[Stated goal] Copy out, word for word, the lines of the records below, from the line containing "of the glass" through the last line of the records.
-- START --
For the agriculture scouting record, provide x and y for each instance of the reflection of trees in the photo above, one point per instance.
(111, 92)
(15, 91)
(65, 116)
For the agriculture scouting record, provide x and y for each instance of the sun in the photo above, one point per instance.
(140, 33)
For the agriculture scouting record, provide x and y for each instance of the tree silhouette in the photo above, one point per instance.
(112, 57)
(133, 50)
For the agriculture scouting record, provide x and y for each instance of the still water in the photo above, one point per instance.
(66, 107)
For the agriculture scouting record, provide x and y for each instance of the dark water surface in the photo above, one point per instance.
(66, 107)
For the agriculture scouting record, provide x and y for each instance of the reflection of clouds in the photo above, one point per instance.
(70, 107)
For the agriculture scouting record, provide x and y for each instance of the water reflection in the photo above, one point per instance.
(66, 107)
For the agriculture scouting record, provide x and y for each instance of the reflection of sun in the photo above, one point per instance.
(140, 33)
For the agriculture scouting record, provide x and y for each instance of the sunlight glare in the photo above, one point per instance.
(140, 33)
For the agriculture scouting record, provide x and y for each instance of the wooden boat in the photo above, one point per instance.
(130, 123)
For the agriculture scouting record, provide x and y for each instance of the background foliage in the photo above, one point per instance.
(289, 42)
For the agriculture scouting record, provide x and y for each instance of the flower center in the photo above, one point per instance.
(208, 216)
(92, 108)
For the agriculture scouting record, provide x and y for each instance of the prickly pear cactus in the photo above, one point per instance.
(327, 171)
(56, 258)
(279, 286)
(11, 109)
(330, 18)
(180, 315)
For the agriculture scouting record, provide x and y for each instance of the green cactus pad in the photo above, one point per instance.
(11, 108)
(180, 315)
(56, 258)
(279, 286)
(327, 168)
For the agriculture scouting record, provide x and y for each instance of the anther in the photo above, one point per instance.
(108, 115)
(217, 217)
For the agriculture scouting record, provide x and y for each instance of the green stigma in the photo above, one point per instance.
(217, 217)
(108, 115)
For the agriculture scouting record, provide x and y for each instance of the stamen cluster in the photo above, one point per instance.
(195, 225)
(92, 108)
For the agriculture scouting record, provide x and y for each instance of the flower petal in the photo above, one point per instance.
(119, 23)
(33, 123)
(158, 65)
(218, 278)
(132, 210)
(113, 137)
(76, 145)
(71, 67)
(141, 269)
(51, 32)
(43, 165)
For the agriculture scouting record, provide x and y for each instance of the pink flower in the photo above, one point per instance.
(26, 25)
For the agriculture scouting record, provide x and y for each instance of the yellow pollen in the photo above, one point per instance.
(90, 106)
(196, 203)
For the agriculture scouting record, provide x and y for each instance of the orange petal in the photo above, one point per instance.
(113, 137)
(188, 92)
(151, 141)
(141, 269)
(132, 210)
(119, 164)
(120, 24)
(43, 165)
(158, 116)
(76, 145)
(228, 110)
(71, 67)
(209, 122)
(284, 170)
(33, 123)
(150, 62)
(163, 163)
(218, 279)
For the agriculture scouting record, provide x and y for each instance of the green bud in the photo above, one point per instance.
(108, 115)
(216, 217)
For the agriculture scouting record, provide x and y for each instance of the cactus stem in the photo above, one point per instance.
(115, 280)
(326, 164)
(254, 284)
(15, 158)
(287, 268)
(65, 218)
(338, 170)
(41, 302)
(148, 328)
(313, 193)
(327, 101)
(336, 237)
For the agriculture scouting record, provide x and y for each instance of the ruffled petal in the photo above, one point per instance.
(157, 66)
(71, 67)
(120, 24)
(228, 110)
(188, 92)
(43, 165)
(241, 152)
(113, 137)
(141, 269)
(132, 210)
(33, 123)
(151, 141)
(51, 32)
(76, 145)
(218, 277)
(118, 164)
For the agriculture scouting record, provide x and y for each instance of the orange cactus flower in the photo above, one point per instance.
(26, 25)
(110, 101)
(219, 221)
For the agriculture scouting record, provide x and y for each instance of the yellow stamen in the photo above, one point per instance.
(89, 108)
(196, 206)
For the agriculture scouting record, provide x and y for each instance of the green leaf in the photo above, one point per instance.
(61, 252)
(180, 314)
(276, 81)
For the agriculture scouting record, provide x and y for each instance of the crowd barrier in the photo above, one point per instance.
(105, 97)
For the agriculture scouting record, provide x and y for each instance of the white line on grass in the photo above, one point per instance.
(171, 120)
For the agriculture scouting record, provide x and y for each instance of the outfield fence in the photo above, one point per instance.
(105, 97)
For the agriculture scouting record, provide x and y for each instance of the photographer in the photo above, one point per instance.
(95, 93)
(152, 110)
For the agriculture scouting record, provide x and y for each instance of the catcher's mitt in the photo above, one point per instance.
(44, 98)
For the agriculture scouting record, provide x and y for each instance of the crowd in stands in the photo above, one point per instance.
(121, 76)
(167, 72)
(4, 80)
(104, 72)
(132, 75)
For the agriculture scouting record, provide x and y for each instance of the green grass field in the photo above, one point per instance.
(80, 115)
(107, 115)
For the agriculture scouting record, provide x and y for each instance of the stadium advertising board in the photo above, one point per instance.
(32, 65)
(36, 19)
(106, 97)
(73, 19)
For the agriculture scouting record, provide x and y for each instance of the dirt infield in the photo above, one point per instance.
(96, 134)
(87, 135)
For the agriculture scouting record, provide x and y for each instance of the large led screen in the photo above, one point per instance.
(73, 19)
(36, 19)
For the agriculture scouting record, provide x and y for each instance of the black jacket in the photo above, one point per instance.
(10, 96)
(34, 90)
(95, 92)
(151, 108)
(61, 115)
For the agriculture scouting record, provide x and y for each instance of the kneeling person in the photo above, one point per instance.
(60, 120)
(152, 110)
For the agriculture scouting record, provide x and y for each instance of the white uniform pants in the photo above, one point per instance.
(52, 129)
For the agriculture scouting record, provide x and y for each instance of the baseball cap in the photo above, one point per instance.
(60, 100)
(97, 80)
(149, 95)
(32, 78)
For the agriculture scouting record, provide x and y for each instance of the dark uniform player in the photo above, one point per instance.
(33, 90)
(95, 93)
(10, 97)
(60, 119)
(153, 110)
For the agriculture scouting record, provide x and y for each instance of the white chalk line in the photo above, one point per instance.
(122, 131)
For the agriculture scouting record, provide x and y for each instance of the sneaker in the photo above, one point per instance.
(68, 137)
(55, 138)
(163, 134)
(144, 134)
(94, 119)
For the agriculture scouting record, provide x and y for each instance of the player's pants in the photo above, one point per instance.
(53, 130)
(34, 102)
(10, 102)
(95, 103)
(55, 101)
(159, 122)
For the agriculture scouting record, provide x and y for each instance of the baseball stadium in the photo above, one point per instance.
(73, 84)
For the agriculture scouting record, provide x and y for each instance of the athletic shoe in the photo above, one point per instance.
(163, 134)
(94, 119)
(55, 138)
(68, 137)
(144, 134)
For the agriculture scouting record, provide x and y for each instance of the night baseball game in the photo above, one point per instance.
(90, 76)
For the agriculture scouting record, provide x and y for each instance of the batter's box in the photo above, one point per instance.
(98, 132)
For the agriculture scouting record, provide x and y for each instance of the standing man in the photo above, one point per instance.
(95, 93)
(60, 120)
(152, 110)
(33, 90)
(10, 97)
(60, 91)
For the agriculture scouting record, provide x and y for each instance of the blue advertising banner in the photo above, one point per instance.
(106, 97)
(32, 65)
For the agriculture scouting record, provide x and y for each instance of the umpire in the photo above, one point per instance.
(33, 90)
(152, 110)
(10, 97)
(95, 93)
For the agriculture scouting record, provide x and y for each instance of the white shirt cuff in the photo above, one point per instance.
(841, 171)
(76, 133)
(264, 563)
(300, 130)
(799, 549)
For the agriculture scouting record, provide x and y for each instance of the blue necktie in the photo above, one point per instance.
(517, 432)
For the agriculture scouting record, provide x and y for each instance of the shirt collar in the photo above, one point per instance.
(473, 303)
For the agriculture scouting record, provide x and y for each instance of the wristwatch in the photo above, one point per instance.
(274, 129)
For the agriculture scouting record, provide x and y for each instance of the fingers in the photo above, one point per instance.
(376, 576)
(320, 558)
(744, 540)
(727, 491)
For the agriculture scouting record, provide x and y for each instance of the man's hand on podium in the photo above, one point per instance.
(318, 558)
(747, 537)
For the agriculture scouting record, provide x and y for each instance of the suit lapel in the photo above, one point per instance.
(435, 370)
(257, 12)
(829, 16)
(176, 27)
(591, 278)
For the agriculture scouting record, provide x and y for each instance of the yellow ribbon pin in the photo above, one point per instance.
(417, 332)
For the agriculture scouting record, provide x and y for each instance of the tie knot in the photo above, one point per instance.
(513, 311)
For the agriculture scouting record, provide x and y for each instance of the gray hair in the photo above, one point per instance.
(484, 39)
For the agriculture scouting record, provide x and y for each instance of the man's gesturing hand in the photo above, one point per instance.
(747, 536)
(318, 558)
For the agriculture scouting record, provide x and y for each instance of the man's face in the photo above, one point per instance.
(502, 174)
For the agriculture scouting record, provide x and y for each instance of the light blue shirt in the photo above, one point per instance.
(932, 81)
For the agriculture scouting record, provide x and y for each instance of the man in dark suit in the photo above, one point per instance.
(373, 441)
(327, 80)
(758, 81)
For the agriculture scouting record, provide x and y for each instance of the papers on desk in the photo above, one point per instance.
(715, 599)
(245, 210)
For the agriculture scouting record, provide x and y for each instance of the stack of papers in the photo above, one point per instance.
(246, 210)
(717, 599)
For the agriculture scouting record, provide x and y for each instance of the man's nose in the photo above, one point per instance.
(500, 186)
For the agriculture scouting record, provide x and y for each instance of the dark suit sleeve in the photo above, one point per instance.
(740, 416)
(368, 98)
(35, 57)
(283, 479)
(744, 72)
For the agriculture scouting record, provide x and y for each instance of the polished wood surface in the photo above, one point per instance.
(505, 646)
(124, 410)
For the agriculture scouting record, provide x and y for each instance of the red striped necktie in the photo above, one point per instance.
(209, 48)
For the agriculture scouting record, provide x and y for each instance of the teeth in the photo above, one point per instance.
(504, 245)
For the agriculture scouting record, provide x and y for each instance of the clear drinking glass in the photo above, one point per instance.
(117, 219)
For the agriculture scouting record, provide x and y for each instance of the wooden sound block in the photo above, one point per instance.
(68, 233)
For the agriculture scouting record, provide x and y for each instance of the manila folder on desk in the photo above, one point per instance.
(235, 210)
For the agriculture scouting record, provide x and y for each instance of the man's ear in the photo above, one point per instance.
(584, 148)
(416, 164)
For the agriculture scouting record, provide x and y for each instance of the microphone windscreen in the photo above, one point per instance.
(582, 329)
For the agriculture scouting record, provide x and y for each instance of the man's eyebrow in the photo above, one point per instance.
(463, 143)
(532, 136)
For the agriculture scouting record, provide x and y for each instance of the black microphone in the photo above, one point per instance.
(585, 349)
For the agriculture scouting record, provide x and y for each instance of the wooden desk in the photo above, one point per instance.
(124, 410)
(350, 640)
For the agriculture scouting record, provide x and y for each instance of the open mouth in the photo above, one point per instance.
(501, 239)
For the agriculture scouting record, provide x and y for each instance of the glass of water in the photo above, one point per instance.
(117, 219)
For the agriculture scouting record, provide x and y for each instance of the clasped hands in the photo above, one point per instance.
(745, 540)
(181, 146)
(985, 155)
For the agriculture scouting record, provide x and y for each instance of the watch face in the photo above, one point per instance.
-- END --
[Output]
For the agriculture scouting record, provide x and y for each instance of the glass of water in the photo above, one point per instance.
(117, 219)
For the agriculture scouting record, provide x and y for each instance of the clasped hands in the photo above, one point per instance.
(745, 540)
(181, 146)
(985, 155)
For the agriculture scouting record, provide x and y for each instance of the watch face in the photo above, one point per instance.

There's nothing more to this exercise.